- _INPUT DATA_:
* Start *

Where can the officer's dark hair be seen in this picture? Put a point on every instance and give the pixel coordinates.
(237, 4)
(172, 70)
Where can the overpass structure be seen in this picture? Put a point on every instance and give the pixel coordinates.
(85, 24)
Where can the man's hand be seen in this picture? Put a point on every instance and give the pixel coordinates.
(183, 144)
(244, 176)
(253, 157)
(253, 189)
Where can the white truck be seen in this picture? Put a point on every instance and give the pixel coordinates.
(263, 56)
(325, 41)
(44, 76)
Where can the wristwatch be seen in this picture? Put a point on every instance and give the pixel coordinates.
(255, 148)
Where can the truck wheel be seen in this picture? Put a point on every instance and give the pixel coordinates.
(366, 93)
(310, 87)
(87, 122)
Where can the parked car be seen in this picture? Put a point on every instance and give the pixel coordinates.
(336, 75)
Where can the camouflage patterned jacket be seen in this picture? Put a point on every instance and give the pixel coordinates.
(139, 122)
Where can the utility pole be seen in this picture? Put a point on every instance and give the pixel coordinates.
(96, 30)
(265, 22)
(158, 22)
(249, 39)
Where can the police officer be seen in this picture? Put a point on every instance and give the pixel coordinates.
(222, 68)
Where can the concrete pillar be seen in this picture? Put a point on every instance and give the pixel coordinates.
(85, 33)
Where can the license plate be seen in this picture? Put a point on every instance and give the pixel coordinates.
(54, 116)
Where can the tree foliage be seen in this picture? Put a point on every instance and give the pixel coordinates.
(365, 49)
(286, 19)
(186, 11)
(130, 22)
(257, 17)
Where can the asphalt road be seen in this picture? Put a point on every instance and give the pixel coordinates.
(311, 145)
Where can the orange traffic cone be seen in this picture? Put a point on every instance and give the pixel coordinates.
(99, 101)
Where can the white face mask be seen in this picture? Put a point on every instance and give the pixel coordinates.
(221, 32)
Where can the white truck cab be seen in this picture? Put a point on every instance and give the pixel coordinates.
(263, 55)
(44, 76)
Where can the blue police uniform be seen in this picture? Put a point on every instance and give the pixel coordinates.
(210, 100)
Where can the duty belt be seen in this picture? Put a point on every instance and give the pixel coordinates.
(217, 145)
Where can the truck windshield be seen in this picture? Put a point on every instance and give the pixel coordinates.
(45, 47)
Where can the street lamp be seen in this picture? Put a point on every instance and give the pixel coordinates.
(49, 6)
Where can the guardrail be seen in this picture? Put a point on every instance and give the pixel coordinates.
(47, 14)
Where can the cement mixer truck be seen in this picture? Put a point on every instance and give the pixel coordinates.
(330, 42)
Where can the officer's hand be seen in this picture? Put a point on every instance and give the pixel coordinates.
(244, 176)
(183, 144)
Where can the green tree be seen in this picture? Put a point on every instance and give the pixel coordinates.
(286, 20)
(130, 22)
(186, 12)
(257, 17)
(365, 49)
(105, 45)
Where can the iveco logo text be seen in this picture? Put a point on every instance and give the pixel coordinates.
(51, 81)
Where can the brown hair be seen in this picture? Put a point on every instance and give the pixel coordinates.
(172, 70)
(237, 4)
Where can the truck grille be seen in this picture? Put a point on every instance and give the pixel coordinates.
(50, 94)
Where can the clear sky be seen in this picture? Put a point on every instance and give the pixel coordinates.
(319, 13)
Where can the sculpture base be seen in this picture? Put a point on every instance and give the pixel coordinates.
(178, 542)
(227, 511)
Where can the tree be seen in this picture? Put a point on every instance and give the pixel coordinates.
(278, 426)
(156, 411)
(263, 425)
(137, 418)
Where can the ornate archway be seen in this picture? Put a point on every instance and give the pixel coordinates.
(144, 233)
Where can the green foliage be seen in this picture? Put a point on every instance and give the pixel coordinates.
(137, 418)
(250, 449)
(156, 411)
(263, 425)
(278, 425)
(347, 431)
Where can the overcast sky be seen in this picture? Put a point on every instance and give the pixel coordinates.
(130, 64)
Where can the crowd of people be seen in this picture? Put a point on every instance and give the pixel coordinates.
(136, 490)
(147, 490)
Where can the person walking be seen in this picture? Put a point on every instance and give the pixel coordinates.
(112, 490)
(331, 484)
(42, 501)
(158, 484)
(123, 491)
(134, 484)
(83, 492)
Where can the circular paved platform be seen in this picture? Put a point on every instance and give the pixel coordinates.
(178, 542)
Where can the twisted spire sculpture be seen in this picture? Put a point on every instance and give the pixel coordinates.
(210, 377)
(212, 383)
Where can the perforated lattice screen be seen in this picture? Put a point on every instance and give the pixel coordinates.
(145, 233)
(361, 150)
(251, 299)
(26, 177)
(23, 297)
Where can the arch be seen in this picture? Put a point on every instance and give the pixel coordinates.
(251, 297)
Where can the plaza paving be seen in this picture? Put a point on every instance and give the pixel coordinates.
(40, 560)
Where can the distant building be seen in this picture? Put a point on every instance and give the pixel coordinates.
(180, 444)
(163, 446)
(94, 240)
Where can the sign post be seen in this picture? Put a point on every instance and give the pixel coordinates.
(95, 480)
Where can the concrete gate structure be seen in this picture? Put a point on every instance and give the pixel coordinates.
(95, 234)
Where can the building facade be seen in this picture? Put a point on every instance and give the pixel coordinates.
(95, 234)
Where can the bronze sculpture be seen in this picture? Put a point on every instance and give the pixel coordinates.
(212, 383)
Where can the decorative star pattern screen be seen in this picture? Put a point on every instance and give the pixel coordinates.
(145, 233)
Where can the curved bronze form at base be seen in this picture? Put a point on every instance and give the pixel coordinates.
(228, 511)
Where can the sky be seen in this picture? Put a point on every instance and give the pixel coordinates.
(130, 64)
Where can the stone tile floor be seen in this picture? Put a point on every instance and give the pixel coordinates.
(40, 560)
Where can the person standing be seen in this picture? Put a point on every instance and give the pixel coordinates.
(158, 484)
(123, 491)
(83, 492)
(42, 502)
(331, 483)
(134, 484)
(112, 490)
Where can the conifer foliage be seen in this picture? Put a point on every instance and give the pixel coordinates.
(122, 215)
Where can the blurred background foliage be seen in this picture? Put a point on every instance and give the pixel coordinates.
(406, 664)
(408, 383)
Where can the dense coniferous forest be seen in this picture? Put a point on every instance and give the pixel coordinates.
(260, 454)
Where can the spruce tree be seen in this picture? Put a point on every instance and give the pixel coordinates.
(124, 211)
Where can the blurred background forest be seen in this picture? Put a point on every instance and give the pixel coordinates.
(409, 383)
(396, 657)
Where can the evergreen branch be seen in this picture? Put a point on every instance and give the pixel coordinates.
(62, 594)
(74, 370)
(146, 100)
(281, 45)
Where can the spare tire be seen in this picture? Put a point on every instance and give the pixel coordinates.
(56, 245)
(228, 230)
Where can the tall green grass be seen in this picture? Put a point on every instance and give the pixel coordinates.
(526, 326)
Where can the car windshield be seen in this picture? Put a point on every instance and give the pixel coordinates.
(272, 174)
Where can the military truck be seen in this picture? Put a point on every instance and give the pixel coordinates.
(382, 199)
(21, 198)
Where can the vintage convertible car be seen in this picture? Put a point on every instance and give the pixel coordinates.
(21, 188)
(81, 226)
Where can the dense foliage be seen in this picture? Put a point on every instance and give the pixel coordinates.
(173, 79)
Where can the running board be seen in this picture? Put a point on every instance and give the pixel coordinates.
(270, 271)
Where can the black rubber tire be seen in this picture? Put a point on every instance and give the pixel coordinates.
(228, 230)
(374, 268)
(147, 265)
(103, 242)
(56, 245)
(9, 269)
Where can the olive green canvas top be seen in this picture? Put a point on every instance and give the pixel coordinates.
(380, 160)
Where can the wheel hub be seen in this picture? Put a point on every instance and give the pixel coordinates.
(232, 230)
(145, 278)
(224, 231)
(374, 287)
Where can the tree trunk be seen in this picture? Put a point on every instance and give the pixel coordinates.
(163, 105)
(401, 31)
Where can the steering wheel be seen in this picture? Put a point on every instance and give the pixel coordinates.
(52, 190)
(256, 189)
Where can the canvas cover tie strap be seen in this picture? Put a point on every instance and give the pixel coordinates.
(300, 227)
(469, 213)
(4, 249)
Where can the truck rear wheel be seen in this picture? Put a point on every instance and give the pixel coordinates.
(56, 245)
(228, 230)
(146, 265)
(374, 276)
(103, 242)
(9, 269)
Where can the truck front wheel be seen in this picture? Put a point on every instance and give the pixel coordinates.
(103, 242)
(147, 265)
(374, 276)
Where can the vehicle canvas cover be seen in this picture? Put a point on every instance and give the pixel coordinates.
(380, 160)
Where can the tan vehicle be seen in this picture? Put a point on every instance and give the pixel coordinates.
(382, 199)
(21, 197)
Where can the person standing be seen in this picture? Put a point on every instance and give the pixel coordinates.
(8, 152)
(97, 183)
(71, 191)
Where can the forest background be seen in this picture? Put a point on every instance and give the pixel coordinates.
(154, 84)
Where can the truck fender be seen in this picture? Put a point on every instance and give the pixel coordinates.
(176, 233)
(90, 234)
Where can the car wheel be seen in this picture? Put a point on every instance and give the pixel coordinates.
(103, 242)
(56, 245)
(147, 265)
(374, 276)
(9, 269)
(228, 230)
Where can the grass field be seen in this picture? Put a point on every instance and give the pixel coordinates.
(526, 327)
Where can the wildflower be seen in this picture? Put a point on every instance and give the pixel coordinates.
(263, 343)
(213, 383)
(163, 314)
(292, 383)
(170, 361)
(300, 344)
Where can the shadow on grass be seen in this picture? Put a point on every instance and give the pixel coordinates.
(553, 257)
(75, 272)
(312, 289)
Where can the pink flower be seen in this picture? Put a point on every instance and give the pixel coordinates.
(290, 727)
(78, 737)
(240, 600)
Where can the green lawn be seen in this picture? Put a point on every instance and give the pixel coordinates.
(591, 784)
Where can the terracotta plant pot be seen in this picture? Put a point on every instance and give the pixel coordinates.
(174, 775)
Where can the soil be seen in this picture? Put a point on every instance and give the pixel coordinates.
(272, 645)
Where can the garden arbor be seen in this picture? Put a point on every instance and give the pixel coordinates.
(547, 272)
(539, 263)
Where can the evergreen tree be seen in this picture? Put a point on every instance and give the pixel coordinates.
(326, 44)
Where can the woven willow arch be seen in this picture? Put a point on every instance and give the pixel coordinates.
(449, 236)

* End *

- _CHALLENGE_: Give the lines exactly as they stand, from the line with "Where can the green lawn" through the end of the material.

- _WRITTEN ANSWER_:
Where can the green lawn be seen in this picture? Put a point on every instance and give the pixel coordinates.
(591, 784)
Where can the terracotta plant pot be seen in this picture? Put a point on every instance and give the pixel coordinates.
(174, 775)
Where can the soil be seen in this picture? Put a point on every instance and give the pixel coordinates.
(272, 645)
Where can the garden arbor be seen in this picture? Put a point on every instance and give the pixel coordinates.
(547, 272)
(539, 263)
Where can the evergreen tree be seen in this picture? Put a point on every instance and give the pixel coordinates.
(326, 44)
Where can the woven willow arch be seen in this picture? Put a point on every instance and give the pixel coordinates.
(449, 236)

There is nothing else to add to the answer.